▸ Image point grounding data:
▽

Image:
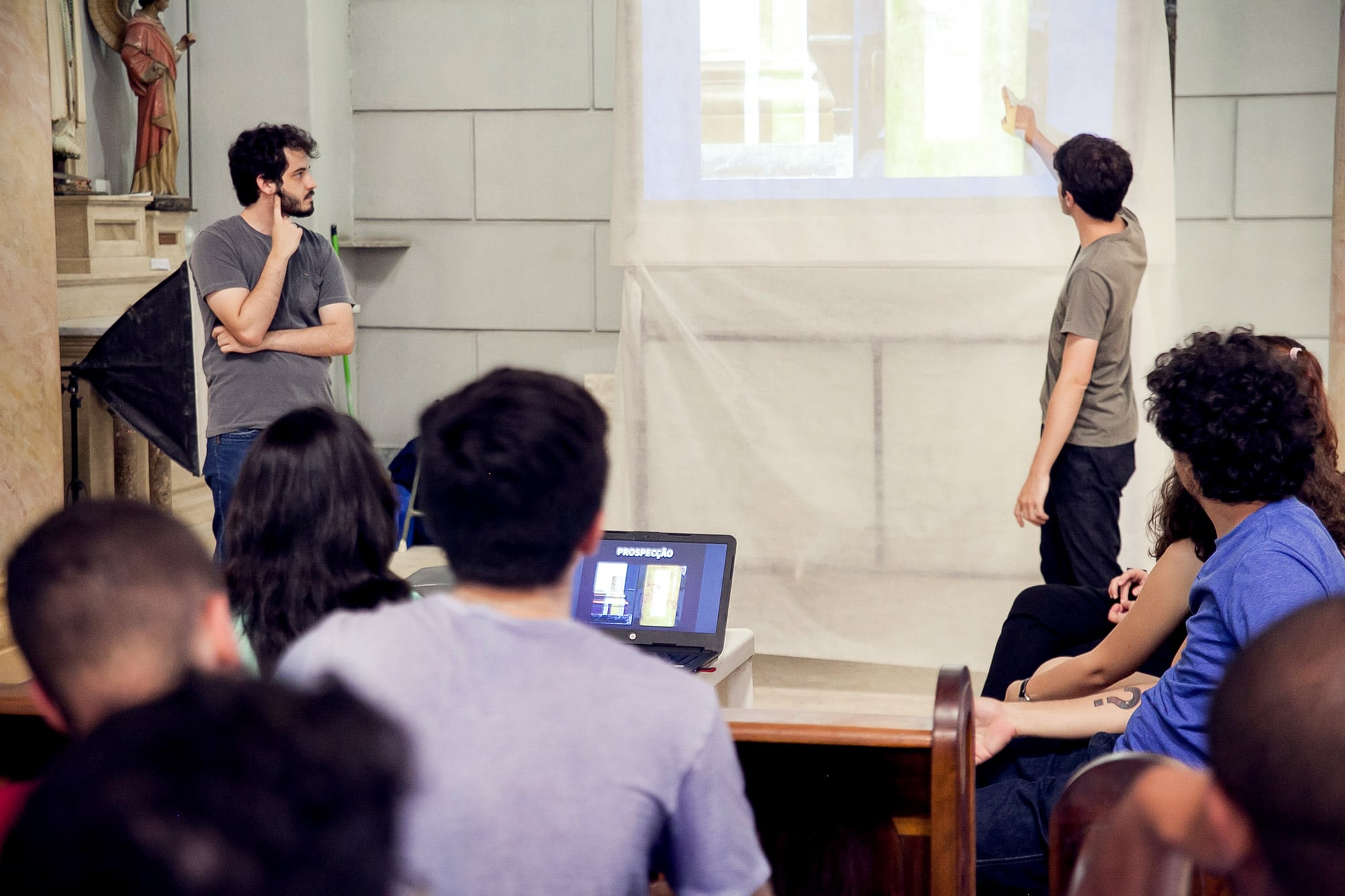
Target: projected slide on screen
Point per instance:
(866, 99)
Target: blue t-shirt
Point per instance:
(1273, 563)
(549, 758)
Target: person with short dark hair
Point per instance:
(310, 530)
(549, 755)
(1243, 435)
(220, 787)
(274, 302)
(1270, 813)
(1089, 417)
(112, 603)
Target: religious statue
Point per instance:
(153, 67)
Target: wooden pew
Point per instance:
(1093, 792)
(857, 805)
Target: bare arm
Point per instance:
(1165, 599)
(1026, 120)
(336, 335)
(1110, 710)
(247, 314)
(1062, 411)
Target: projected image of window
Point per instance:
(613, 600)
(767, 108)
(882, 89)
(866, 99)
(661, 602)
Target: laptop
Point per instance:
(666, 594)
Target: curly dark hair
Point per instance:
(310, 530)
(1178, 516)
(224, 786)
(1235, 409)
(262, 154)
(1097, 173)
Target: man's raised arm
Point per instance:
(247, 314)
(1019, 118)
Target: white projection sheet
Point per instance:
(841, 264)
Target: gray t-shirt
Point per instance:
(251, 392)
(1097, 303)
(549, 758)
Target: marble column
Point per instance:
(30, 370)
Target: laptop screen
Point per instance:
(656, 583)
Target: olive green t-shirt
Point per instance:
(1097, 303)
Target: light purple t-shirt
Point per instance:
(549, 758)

△

▸ ASSIGNMENT: Set down each of the records precisely, leaving any pictures behind.

▸ OUTPUT FOR THIS TASK:
Image:
Target: projected slide on screen
Point per instance:
(866, 99)
Target: blue t-shirt
Point per instance:
(1273, 563)
(549, 758)
Target: person with short dark hair
Point per instance:
(310, 530)
(549, 755)
(1243, 435)
(220, 787)
(274, 302)
(1270, 813)
(1089, 417)
(112, 603)
Target: religious statue
Point per instance:
(153, 67)
Target: wooden pew
Point per instance:
(1093, 792)
(857, 805)
Target: bare arm
Point per instance:
(1165, 599)
(1026, 120)
(336, 335)
(1110, 710)
(247, 314)
(1062, 411)
Target: projected image of window
Point per instance:
(613, 600)
(767, 108)
(882, 89)
(866, 99)
(661, 602)
Target: laptop
Point per instance:
(666, 594)
Target: curly dark hair
Point per instance:
(310, 530)
(1178, 516)
(224, 786)
(1235, 409)
(262, 154)
(1097, 173)
Target: man's raised arm
Point per instance:
(247, 314)
(1019, 118)
Target: white projection sheet
Point per instance:
(841, 264)
Target: gray t-shirt
Point per instance:
(251, 392)
(1097, 303)
(549, 758)
Target: marble column
Point per instance:
(30, 370)
Target: laptop screen
Point per instance:
(656, 583)
Target: olive green t-shirt
Point per instance:
(1097, 303)
Target: light purple t-shirt
Point per instance:
(549, 758)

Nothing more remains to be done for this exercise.